***** ARTICLE

Beauty vs Beast: Woody and His Sisters

Jason from MNPP here wishing a happy Monday afternoon to everybody -- tis the time for our weekly fix of "Beauty vs Beast." Today's the 79th birthday of Woody Allen so I figured we'd dive into his back-catalog of rich characters for today's face-off, but where should we head? Villains in his films aren't easy to come by - I considered ScarJo vs Jonathan Rhys Meyers in Match Point but I haven't seen that film in too long; I briefly wandered towards the marital-bloodbath of Husbands and Wives but, well, let's leave Woody versus Mia off the table for the time being. No, it's his most recent success (I don't think anybody can consider Magic in the Moonlight a success) that I think gives us a good cloudy bout of good versus not-so-good to tango with.

**********
***** RECORDED DATA

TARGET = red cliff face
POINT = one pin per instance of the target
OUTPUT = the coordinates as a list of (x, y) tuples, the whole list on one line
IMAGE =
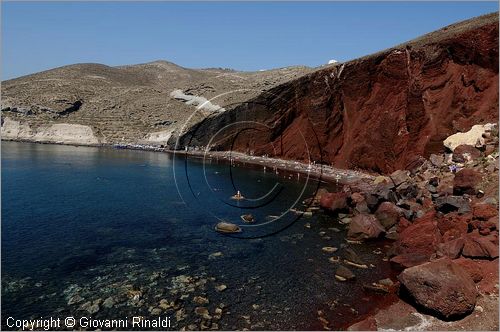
[(379, 113)]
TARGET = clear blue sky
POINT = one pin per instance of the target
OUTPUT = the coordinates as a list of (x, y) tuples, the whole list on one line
[(244, 36)]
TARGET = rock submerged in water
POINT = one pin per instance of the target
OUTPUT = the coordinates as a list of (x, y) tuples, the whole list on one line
[(227, 228), (443, 287)]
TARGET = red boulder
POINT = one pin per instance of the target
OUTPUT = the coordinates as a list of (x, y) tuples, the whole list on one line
[(465, 181), (388, 214), (483, 211), (333, 201), (421, 237), (441, 286)]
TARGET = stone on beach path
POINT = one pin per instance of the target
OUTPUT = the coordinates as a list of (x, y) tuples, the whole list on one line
[(226, 227)]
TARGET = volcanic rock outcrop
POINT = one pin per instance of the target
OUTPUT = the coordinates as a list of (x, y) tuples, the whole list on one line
[(140, 104), (381, 113)]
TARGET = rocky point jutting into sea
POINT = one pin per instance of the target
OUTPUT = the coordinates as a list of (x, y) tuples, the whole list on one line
[(421, 119)]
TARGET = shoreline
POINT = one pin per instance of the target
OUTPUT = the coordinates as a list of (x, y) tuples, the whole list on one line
[(320, 172)]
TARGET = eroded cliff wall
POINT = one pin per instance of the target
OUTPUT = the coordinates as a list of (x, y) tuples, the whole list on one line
[(379, 113)]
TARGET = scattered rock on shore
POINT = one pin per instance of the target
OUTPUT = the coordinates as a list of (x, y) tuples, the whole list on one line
[(225, 227)]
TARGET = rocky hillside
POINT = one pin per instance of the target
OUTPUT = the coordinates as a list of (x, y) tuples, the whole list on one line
[(139, 104), (381, 112)]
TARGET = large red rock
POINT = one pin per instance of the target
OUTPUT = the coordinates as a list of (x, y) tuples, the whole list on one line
[(464, 153), (364, 226), (465, 181), (388, 214), (334, 201), (421, 237), (477, 246), (484, 211), (368, 324), (381, 112), (441, 286), (451, 249)]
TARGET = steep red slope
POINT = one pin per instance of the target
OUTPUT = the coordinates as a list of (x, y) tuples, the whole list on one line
[(380, 113)]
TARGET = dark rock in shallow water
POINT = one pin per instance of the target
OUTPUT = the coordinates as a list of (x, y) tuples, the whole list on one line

**********

▶ ACTIONS TO TAKE:
• A. Answer these from the Woody Allen post:
(i) Which birthday is Woody Allen celebrating?
(ii) Which two actors from Match Point did the writer consider pitting against each other?
(iii) Which film does the writer say nobody can consider a success?
• B. Write the next part of the Woody Allen post, picking up after its final sentence.
The records have no part in this.

▶ TASK RESPONSES:
• A.
(i) His 79th birthday.
(ii) ScarJo and Jonathan Rhys Meyers.
(iii) Magic in the Moonlight.

• B.
Both ladies were Oscar nominated but only one stormed away with the gold - you've got seven days to decide who gets your personal gold star.

PREVIOUSLY True story: After dinner this weekend my boyfriend wandered into a strange bar to grab a beer and it turned out to be a scary hole in the wall and we each got to trot out our "What a dump" impersonations; it was awesome. So it would seem that like the rest of you, our big drunken hearts belong to Team Martha. Said Rick:

"Oh, hell...Martha seems like she's having way more fun than anyone else!"